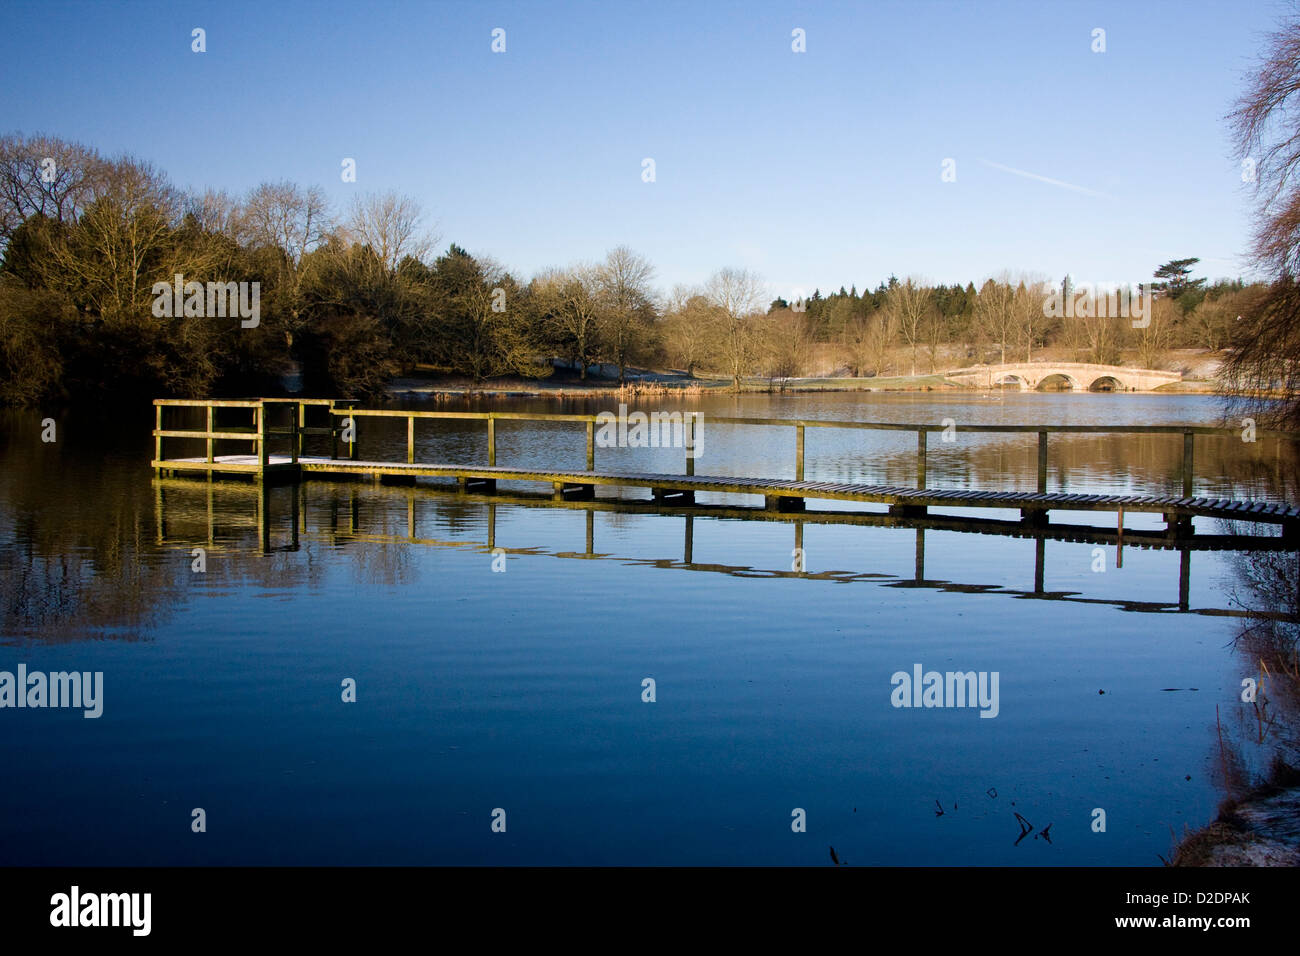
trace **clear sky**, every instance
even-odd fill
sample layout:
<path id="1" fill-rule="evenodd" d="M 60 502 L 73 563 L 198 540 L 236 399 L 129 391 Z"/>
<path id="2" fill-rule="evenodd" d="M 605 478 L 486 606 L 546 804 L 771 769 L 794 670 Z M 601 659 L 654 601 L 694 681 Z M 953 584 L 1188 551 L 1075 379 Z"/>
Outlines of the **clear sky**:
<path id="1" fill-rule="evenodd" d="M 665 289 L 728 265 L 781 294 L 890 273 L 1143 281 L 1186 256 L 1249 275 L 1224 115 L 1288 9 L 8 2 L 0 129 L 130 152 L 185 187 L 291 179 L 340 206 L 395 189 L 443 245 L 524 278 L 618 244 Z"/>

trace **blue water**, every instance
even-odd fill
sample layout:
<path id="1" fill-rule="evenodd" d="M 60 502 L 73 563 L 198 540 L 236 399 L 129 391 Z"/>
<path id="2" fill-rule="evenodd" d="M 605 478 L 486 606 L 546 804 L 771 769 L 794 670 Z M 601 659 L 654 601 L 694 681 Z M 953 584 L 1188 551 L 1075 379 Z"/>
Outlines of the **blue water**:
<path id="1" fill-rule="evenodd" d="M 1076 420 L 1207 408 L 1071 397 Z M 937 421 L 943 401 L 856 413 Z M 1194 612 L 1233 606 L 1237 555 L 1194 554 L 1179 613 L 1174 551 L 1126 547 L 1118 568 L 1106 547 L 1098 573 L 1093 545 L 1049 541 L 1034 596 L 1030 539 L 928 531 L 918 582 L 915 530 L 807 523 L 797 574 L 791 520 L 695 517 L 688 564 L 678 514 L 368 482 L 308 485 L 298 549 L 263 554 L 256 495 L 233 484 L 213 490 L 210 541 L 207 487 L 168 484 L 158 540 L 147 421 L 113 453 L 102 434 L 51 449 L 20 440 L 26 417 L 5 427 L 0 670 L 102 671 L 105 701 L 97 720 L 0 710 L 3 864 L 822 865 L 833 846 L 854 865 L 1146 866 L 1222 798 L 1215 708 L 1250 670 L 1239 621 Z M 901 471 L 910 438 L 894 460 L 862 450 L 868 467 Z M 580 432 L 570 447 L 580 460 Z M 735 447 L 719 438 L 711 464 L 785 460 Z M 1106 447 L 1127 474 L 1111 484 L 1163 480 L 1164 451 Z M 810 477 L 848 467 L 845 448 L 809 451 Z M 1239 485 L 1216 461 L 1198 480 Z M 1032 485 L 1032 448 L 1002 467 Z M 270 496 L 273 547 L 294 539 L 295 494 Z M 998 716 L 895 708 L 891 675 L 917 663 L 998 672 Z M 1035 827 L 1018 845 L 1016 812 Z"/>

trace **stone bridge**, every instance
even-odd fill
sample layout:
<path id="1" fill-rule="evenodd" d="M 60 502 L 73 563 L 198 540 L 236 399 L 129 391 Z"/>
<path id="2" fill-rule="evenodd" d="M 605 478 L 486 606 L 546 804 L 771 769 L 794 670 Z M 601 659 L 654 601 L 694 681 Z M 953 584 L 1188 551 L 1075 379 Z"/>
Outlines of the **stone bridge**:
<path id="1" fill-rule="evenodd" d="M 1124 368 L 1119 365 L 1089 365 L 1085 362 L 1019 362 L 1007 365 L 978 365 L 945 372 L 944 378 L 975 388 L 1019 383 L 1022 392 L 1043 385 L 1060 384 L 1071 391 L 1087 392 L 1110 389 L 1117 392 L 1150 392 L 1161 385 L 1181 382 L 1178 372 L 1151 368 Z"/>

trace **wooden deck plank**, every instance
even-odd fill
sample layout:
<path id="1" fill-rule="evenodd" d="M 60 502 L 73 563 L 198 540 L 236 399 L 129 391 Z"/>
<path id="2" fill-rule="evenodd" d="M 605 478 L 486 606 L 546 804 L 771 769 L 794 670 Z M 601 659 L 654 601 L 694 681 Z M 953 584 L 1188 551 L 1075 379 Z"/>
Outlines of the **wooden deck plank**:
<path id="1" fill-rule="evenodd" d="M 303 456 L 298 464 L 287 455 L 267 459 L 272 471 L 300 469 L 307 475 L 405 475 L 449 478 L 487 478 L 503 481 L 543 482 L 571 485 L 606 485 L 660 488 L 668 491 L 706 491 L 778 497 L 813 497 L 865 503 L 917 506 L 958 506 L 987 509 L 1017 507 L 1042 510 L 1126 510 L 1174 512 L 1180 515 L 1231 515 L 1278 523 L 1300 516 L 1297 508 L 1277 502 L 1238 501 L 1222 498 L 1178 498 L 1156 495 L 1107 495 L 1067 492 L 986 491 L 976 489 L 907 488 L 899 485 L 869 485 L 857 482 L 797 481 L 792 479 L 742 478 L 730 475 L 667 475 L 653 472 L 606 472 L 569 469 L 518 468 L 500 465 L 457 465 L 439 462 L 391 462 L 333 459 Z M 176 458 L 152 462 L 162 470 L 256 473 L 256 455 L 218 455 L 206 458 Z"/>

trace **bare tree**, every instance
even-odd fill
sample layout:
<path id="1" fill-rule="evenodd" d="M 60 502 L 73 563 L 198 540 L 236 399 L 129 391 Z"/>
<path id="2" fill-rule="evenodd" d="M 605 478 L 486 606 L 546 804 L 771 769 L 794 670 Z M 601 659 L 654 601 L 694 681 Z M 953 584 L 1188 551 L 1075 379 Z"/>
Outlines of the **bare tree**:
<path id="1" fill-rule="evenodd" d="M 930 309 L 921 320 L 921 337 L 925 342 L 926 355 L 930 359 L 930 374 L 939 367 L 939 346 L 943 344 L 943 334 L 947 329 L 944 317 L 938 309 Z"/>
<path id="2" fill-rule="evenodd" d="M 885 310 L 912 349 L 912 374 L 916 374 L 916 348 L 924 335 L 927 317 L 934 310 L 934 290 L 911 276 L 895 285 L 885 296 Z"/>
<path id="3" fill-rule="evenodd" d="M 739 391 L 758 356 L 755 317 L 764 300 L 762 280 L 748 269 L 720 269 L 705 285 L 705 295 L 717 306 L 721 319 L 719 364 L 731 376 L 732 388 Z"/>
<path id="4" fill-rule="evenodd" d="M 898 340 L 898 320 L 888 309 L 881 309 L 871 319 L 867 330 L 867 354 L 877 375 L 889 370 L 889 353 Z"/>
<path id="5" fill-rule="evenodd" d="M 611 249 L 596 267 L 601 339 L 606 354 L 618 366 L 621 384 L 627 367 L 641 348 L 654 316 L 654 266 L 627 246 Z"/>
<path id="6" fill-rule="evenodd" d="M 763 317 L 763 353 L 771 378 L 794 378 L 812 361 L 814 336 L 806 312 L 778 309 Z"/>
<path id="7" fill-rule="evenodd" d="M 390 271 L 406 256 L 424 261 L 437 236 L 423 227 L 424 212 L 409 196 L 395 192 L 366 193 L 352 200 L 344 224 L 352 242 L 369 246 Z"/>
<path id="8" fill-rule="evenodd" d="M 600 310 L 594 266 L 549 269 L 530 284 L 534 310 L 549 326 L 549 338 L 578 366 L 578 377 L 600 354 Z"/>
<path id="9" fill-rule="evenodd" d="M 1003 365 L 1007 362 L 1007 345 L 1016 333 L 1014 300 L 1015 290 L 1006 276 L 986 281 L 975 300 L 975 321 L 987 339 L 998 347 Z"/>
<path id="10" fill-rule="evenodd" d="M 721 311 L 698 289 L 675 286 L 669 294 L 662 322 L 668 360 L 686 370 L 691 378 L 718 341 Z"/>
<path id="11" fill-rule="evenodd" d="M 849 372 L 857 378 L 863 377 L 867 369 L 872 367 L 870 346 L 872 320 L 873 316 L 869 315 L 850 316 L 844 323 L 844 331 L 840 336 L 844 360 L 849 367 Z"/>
◆ ◆ ◆ ◆ ◆ ◆ ◆
§ **What the task requires**:
Leaving out only the pictures, return the material above unchanged.

§ **Exercise answer**:
trace **clear sky**, every instance
even-odd fill
sample layout:
<path id="1" fill-rule="evenodd" d="M 60 502 L 73 563 L 198 540 L 236 399 L 129 391 Z"/>
<path id="2" fill-rule="evenodd" d="M 605 478 L 486 606 L 546 804 L 771 769 L 794 670 Z M 601 659 L 654 601 L 694 681 Z M 953 584 L 1188 551 L 1075 379 Z"/>
Outlines of the **clear sky**:
<path id="1" fill-rule="evenodd" d="M 665 289 L 728 265 L 781 294 L 890 273 L 1143 281 L 1186 256 L 1249 275 L 1224 115 L 1288 9 L 8 2 L 0 129 L 130 152 L 185 187 L 291 179 L 340 206 L 395 189 L 443 245 L 524 278 L 618 244 Z"/>

trace **blue water**, every instance
even-odd fill
sample layout:
<path id="1" fill-rule="evenodd" d="M 60 502 L 73 563 L 198 540 L 236 399 L 129 391 Z"/>
<path id="2" fill-rule="evenodd" d="M 605 478 L 486 606 L 546 804 L 771 769 L 794 670 Z M 601 659 L 654 601 L 694 681 Z M 953 584 L 1188 551 L 1075 379 Z"/>
Outlines of the **blue water**:
<path id="1" fill-rule="evenodd" d="M 1076 420 L 1207 408 L 1071 397 Z M 937 421 L 943 401 L 856 413 Z M 1194 612 L 1233 606 L 1237 555 L 1194 554 L 1179 613 L 1174 551 L 1126 547 L 1118 568 L 1106 547 L 1098 573 L 1093 545 L 1049 541 L 1034 596 L 1030 539 L 928 531 L 918 582 L 915 530 L 807 523 L 797 574 L 791 520 L 695 517 L 688 564 L 678 514 L 368 482 L 308 485 L 298 549 L 263 554 L 256 495 L 233 484 L 213 490 L 210 541 L 207 487 L 168 484 L 158 540 L 147 421 L 113 453 L 102 434 L 51 449 L 20 440 L 26 417 L 5 427 L 0 670 L 102 671 L 105 701 L 97 720 L 0 710 L 3 864 L 822 865 L 833 846 L 854 865 L 1146 866 L 1222 798 L 1215 708 L 1250 670 L 1239 621 Z M 901 471 L 910 438 L 894 460 L 862 450 L 868 467 Z M 580 432 L 570 447 L 580 460 Z M 735 447 L 719 438 L 711 464 L 785 460 Z M 1106 447 L 1127 474 L 1111 484 L 1163 480 L 1164 451 Z M 810 477 L 848 467 L 845 448 L 809 451 Z M 1239 485 L 1216 461 L 1198 480 Z M 1032 485 L 1032 448 L 1002 467 Z M 270 496 L 273 547 L 294 539 L 295 494 Z M 998 716 L 895 708 L 891 675 L 917 663 L 998 672 Z M 1035 827 L 1018 845 L 1016 812 Z"/>

trace **stone bridge**, every instance
even-odd fill
sample layout:
<path id="1" fill-rule="evenodd" d="M 60 502 L 73 563 L 198 540 L 236 399 L 129 391 Z"/>
<path id="2" fill-rule="evenodd" d="M 605 478 L 486 606 L 546 804 L 771 769 L 794 670 Z M 601 659 L 654 601 L 694 681 Z M 953 584 L 1188 551 L 1075 379 Z"/>
Outlines of the **stone bridge**:
<path id="1" fill-rule="evenodd" d="M 1124 368 L 1119 365 L 1089 365 L 1085 362 L 1019 362 L 1007 365 L 978 365 L 945 372 L 944 378 L 975 388 L 1019 383 L 1022 392 L 1043 385 L 1060 384 L 1071 391 L 1087 392 L 1110 389 L 1117 392 L 1150 392 L 1161 385 L 1181 382 L 1178 372 L 1151 368 Z"/>

trace **wooden deck plank**, every instance
even-odd fill
sample layout:
<path id="1" fill-rule="evenodd" d="M 60 502 L 73 563 L 198 540 L 236 399 L 129 391 Z"/>
<path id="2" fill-rule="evenodd" d="M 605 478 L 486 606 L 546 804 L 771 769 L 794 670 Z M 601 659 L 654 601 L 694 681 Z M 953 584 L 1188 551 L 1075 379 Z"/>
Outlines of the **wooden deck plank**:
<path id="1" fill-rule="evenodd" d="M 303 456 L 298 464 L 287 455 L 267 459 L 272 471 L 300 469 L 307 475 L 405 475 L 449 478 L 487 478 L 503 481 L 543 482 L 571 485 L 606 485 L 660 488 L 668 491 L 706 491 L 778 497 L 813 497 L 865 503 L 917 506 L 958 506 L 987 509 L 1017 507 L 1042 510 L 1126 510 L 1174 512 L 1180 515 L 1231 515 L 1278 523 L 1300 516 L 1297 508 L 1277 502 L 1238 501 L 1222 498 L 1178 498 L 1156 495 L 1107 495 L 1067 492 L 986 491 L 976 489 L 907 488 L 899 485 L 869 485 L 857 482 L 797 481 L 792 479 L 742 478 L 730 475 L 667 475 L 653 472 L 606 472 L 569 469 L 518 468 L 500 465 L 457 465 L 439 462 L 391 462 L 333 459 Z M 176 458 L 152 462 L 162 470 L 256 473 L 256 455 L 218 455 L 206 458 Z"/>

trace **bare tree**, every instance
even-odd fill
sample layout:
<path id="1" fill-rule="evenodd" d="M 60 502 L 73 563 L 198 540 L 236 399 L 129 391 Z"/>
<path id="2" fill-rule="evenodd" d="M 605 478 L 486 606 L 546 804 L 771 769 L 794 670 Z M 601 659 L 654 601 L 694 681 Z M 953 584 L 1188 551 L 1075 379 Z"/>
Outlines of the **bare tree**:
<path id="1" fill-rule="evenodd" d="M 930 309 L 921 320 L 921 337 L 925 342 L 926 355 L 930 359 L 930 374 L 939 367 L 939 346 L 943 344 L 943 334 L 947 329 L 944 317 L 938 309 Z"/>
<path id="2" fill-rule="evenodd" d="M 885 310 L 912 349 L 912 374 L 916 374 L 916 348 L 924 335 L 927 317 L 934 310 L 934 290 L 911 276 L 895 285 L 885 296 Z"/>
<path id="3" fill-rule="evenodd" d="M 739 391 L 758 356 L 755 317 L 764 300 L 762 280 L 748 269 L 720 269 L 705 285 L 705 295 L 717 306 L 721 319 L 719 364 L 731 376 L 732 388 Z"/>
<path id="4" fill-rule="evenodd" d="M 898 340 L 898 320 L 888 309 L 881 309 L 871 319 L 867 330 L 867 354 L 877 375 L 889 370 L 889 353 Z"/>
<path id="5" fill-rule="evenodd" d="M 611 249 L 596 267 L 601 339 L 606 354 L 618 366 L 621 384 L 627 367 L 641 348 L 654 316 L 654 266 L 627 246 Z"/>
<path id="6" fill-rule="evenodd" d="M 763 317 L 763 353 L 771 378 L 794 378 L 812 361 L 814 336 L 806 312 L 778 309 Z"/>
<path id="7" fill-rule="evenodd" d="M 390 271 L 406 256 L 424 261 L 437 236 L 423 227 L 424 212 L 409 196 L 395 192 L 366 193 L 352 200 L 344 224 L 352 242 L 369 246 Z"/>
<path id="8" fill-rule="evenodd" d="M 600 310 L 594 266 L 549 269 L 530 284 L 534 310 L 549 326 L 549 338 L 578 366 L 578 377 L 600 354 Z"/>
<path id="9" fill-rule="evenodd" d="M 1003 365 L 1007 362 L 1007 345 L 1016 333 L 1014 300 L 1015 290 L 1006 276 L 986 281 L 975 300 L 975 321 L 987 339 L 998 347 Z"/>
<path id="10" fill-rule="evenodd" d="M 721 311 L 698 289 L 675 286 L 669 294 L 662 322 L 668 360 L 686 370 L 691 378 L 718 341 Z"/>
<path id="11" fill-rule="evenodd" d="M 849 372 L 857 378 L 863 377 L 867 369 L 872 367 L 870 346 L 872 320 L 873 316 L 869 315 L 850 316 L 844 323 L 844 331 L 840 336 L 844 360 L 849 367 Z"/>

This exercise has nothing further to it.